- **INPUT RECORDS**
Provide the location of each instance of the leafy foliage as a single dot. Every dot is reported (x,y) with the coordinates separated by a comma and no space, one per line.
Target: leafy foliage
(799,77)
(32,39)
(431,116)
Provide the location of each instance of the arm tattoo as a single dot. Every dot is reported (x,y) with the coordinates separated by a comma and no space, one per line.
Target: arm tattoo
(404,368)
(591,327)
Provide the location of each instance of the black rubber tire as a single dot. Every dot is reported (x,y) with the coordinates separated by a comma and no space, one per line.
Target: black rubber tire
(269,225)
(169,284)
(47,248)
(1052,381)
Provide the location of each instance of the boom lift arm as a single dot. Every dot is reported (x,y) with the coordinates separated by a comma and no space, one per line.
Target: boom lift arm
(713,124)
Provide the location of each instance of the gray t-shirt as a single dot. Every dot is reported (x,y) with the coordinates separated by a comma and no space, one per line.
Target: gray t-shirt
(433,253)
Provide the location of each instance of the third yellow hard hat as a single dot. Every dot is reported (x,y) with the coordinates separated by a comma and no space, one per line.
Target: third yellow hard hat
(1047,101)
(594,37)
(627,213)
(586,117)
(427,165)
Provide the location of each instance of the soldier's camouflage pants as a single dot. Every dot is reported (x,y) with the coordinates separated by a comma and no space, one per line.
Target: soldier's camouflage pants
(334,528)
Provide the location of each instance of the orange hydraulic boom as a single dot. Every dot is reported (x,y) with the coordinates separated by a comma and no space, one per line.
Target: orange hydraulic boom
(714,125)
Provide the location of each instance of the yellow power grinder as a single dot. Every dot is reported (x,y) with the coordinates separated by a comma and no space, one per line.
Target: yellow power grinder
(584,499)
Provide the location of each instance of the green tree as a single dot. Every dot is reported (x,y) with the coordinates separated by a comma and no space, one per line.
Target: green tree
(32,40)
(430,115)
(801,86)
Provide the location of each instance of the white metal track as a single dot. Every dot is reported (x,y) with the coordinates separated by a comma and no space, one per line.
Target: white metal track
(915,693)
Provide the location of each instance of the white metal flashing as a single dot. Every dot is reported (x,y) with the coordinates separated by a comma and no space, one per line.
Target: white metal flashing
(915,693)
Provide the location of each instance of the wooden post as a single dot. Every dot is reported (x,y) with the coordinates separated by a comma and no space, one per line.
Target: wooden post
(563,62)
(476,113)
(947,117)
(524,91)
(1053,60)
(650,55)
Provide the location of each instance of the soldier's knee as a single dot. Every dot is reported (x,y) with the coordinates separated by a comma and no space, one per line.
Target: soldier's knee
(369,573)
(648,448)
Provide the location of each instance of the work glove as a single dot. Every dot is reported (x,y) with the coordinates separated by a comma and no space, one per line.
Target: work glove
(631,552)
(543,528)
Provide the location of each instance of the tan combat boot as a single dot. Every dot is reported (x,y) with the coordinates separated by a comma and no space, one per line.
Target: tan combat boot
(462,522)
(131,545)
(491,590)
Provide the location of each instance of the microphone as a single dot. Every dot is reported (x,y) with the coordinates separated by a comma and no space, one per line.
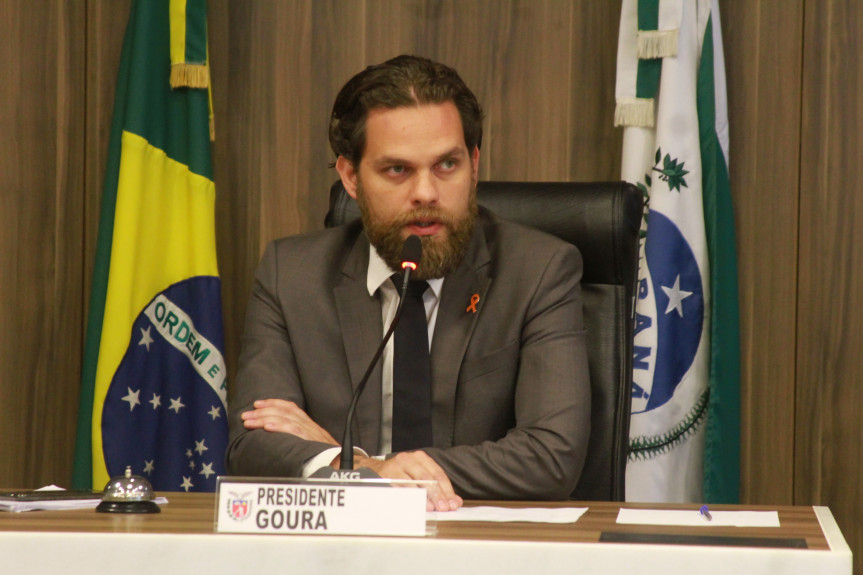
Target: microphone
(411,256)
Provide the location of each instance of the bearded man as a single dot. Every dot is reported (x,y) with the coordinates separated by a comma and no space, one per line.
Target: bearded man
(507,407)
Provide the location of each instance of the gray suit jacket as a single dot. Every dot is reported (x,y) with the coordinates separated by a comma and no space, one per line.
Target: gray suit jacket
(511,395)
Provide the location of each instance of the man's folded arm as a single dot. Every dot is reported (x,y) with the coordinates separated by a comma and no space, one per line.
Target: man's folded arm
(542,456)
(267,370)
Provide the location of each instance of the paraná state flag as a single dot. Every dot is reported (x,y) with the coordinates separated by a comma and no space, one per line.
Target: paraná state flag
(685,426)
(153,394)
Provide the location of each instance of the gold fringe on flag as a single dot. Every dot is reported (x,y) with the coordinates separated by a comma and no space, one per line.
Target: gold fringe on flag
(634,112)
(657,44)
(185,75)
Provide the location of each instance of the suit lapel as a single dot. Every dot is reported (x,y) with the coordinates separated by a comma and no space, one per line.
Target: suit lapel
(361,326)
(453,330)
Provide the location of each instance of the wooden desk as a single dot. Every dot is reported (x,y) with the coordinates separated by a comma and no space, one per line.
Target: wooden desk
(181,539)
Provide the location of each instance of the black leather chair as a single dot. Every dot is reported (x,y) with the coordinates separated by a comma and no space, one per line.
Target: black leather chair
(602,220)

- **WHAT YOU WILL DO**
What you give back must be the stretch above, starting at the line with "Target: orange hydraulic boom" and ending at the line with "Provide the location of each instance of the green", copied exactly.

- **ANSWER FOR THE TASK**
Target: orange hydraulic boom
(714,125)
Provide the location of each instance of the yellow power grinder as a single dot. Every dot is reported (x,y) with the coordinates separated by a comma and no space, one per line.
Target: yellow power grinder
(584,499)
Provide the location of each instance of the green tree as a single dot. Every dot is reported (x,y) with the coordinates separated by a comma and no space, one per line.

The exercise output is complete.